**Job a:**
In the excerpt on training the network, at which three fixed values of t are the results plotted?

**Excerpt to read:**
######

Epoch 999: : 1it [00:00, 45.78it/s, v_num=1, gamma1_loss=1.97e-15, gamma2_loss=0.000, gamma3_loss=2.14e-15, gamma4_loss=0.000, t0_loss=0.000, D_loss=1.25e-7, mean_loss=2.09e-8]
We can clearly see that the loss is way lower now. Let’s plot the results
plotter = Plotter()
# plotting at fixed time t = 0.0
print('Plotting at t=0')
plotter.plot(pinn, fixed_variables={'t': 0.0})
# plotting at fixed time t = 0.5
print('Plotting at t=0.5')
plotter.plot(pinn, fixed_variables={'t': 0.5})
# plotting at fixed time t = 1.
print('Plotting at t=1')
plotter.plot(pinn, fixed_variables={'t': 1.0})
Plotting at t=0
Plotting at t=0.5
Plotting at t=1
We can see now that the results are way better! This is due to the fact that previously the network was not learning correctly the initial conditon, leading to a poor solution when the time evolved. By imposing the initial condition the network is able to correctly solve the problem.

######

**Supplied material:**
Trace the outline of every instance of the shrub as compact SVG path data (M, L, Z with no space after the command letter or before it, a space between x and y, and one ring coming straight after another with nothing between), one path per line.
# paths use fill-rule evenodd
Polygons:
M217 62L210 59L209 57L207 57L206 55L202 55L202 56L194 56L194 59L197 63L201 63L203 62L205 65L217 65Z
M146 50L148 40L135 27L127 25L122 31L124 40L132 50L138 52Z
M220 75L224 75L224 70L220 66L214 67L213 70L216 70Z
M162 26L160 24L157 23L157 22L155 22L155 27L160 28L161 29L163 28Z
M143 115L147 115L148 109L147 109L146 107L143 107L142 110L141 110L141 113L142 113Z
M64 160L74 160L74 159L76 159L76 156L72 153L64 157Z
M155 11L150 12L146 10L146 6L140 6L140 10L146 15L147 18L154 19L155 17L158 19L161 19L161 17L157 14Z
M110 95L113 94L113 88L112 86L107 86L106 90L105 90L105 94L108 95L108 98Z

######

**Job b:**
Identify every line of the records that contains the word "between", treating uppercase and lowercase as distinct.

**Correct answer a:**
t = 0.0, t = 0.5, and t = 1.0

**Correct answer b:**
Trace the outline of every instance of the shrub as compact SVG path data (M, L, Z with no space after the command letter or before it, a space between x and y, and one ring coming straight after another with nothing between), one path per line.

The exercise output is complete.